→ Exercise objective: Print the whole listing exactly.

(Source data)
___

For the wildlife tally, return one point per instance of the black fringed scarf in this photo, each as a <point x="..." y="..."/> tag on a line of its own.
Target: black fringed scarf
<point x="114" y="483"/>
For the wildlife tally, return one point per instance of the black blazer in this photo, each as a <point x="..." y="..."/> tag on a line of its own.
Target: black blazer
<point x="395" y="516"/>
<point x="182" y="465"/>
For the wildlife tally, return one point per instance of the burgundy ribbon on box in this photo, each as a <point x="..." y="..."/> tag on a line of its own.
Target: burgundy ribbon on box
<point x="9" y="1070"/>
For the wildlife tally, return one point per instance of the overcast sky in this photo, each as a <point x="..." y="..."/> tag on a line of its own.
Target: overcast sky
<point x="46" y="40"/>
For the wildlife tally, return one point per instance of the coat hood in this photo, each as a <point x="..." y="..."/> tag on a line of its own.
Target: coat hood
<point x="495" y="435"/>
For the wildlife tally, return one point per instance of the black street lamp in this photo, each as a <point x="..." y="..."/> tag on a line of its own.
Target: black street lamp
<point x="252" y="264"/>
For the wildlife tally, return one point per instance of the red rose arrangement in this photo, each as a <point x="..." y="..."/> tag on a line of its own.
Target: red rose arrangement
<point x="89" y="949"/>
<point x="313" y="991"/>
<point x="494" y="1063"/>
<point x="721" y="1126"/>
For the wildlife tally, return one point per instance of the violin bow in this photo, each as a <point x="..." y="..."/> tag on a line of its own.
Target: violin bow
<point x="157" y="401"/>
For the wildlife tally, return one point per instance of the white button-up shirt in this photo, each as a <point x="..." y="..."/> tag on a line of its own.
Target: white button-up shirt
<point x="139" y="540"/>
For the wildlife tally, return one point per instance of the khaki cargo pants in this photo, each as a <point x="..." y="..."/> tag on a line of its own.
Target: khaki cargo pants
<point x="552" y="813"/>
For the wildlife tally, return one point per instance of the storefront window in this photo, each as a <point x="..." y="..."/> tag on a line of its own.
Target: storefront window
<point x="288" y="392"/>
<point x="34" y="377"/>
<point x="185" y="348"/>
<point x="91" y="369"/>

___

→ Result below:
For the wildlife tally, return one point per instance of the black fringed scarf in this photo, each as a <point x="..." y="..."/> tag on a line of its own.
Target: black fringed scarf
<point x="114" y="483"/>
For the wildlife tally, return one point per instance of the black blazer in this photo, each as a <point x="..." y="..."/> tag on a line of its own.
Target: black blazer
<point x="395" y="516"/>
<point x="182" y="465"/>
For the wildlife tally, return one point per instance of the burgundy ribbon on box in this photo, each as a <point x="..." y="..."/> tag on a line of its own.
Target: burgundy ribbon on box
<point x="9" y="1070"/>
For the wildlife tally, return one point per instance of the overcast sky in this photo, each as a <point x="..." y="..."/> tag on a line of its own.
Target: overcast sky
<point x="46" y="40"/>
For the wildlife tally, return one point per instance of the coat hood in this photo, each as a <point x="..." y="..."/> tag on a line of its own.
Target: coat hood
<point x="495" y="435"/>
For the wildlife tally, return one point per instance of the black street lamp in this photo, each as a <point x="..." y="..."/> tag on a line of its own.
Target: black street lamp
<point x="252" y="264"/>
For the wildlife tally, return one point per instance of the red rose arrangement in this photo, each as a <point x="..." y="..."/> tag on a line of its own.
Target: red rose arrangement
<point x="89" y="949"/>
<point x="313" y="991"/>
<point x="494" y="1063"/>
<point x="721" y="1126"/>
For the wildlife tally, return one point per instance of the violin bow in this photo, each as a <point x="..." y="..."/> tag on a line of its own.
Target: violin bow
<point x="157" y="401"/>
For the wildlife tally, return one point per instance of the white button-up shirt in this photo, each as a <point x="..." y="..."/> tag on a line of its own.
Target: white button-up shirt
<point x="139" y="540"/>
For the wildlife tally, return one point per instance of the khaki cargo pants in this photo, each as a <point x="..." y="..."/> tag on a line of its own.
Target: khaki cargo pants
<point x="552" y="813"/>
For the wildlife tally, return one point per instance of the storefront window in this photo, each as a <point x="..." y="..."/> tag on a line of its own.
Target: storefront window
<point x="288" y="392"/>
<point x="34" y="377"/>
<point x="185" y="348"/>
<point x="91" y="369"/>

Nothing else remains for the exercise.